▸ **WORK TASK A**
What sums of money does the report on the ITH Pharma sentencing mention?
▸ **WORK TASK B**
According to the report on the ITH Pharma sentencing, where do Yousef's parents now live?

However, Judge Deborah Taylor said: “I did not find the causation of Yousef’s death is proved to the criminal standard.”
She said that for legal purposes the bacteraemia had not necessarily caused actual harm, but the company’s processes risked “serious harm and or death”.
On Friday (April 29), ITH Pharma – which had a £66.8 million annual turnover up to September 2020 – was fined £1.215m and ordered to pay £291,000 in costs after the company previously pleaded guilty to three offences.
They include failing to make a suitable and sufficient risk assessment between August 1, 2009 and June 1, 2014 over the supply of TPN to patients, under the 1999 Health and Safety at Work Regulations, and two charges of supplying a medicinal product which was not of the nature or quality specified in the prescription, under the Medicines Act on May 27, 2014.
One of the Medicines Act charges relates to Yousef, while the second covers the 18 other babies who were infected, as well as four more who were prescribed TPN but never given it.
Tameria’s mother, Vicki Golden, and Oscar’s mother, Holly Barker, wept as the sentence was passed.
Yousef’s father, Raaid Sakkijha, and mother, Ghada Sakkijha, now live in Saudi Arabia and could not attend the hearing by videolink.
Mr Sakkijha said in a statement: “The terrible memories still haunt us and will do forever.
“Every time Ghada looks at Yousef’s twin brother, she feels the weight of the loss of her son.
“This company that did this to us won’t even feel the fine.
"It’s business as usual for them. Is that justice?”
Ms Golden, 39, from Essex, said ITH Pharma had been “playing Russian roulette with people’s lives”.
“It was only a matter of time before something bad did happen,” she said.
“For eight years we have been fighting for justice for my daughter and I just feel that in itself was not justice.”
She continued: “I have been through eight years of hell."
“I have always felt that feed contributed to my daughter’s death.”
An ITH Pharma spokesperson said: “We at ITH Pharma first and foremost offer our deepest sympathies to the families of the patients affected by the events of eight years ago.
“ITH Pharma has been a leading manufacturer of TPN and other medicinal products for many years and the events of May 27, 2014 were wholly exceptional.
“Since 2008, parenteral nutrition produced by ITH has helped many tens of thousands of the most vulnerable babies survive premature and complex births. We are proud to be trusted by the NHS and importantly support patients in this vital work.”

(Stored items from a collection)
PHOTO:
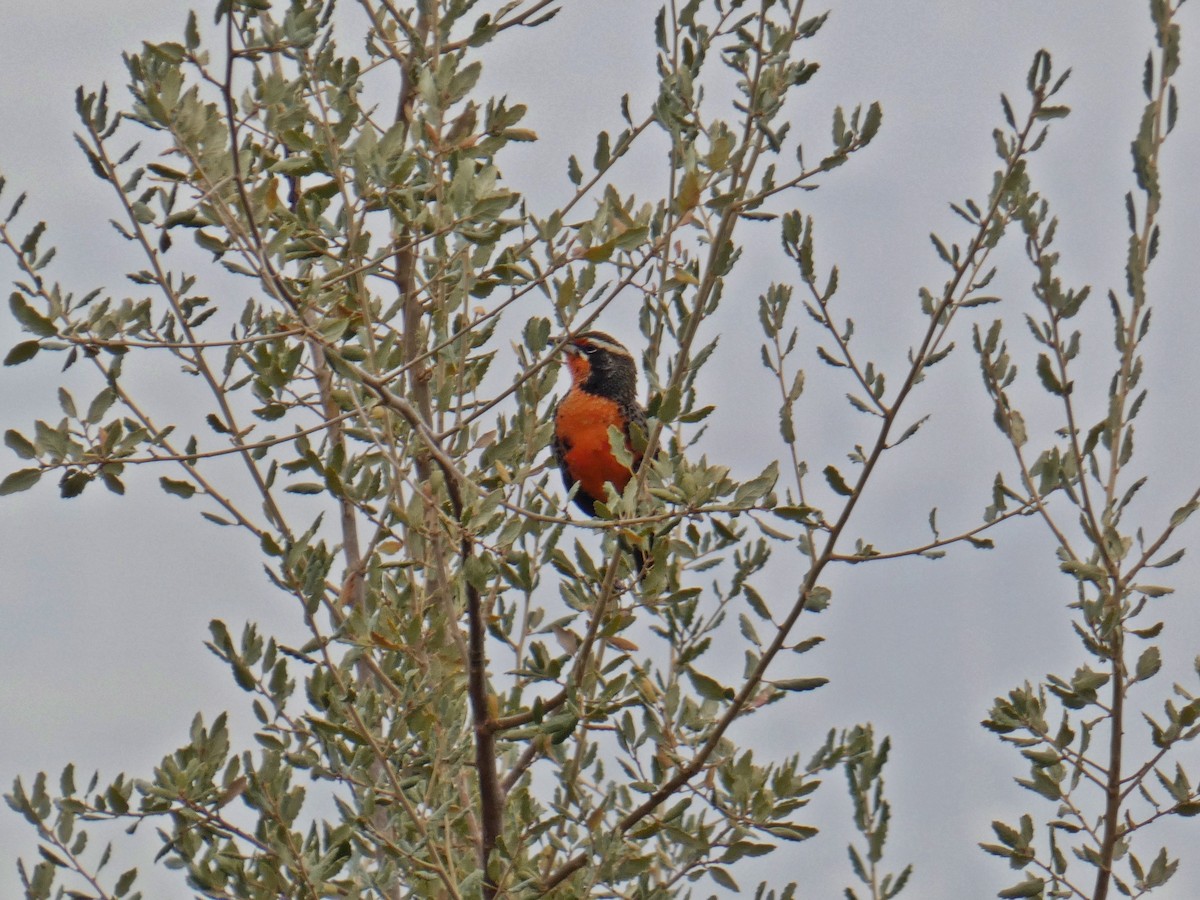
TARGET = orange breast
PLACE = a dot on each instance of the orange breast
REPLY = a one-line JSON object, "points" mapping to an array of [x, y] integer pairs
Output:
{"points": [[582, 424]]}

▸ **RESPONSE A**
£66.8 million (annual turnover up to September 2020), £1.215m (the fine), and £291,000 (costs).

▸ **RESPONSE B**
Saudi Arabia.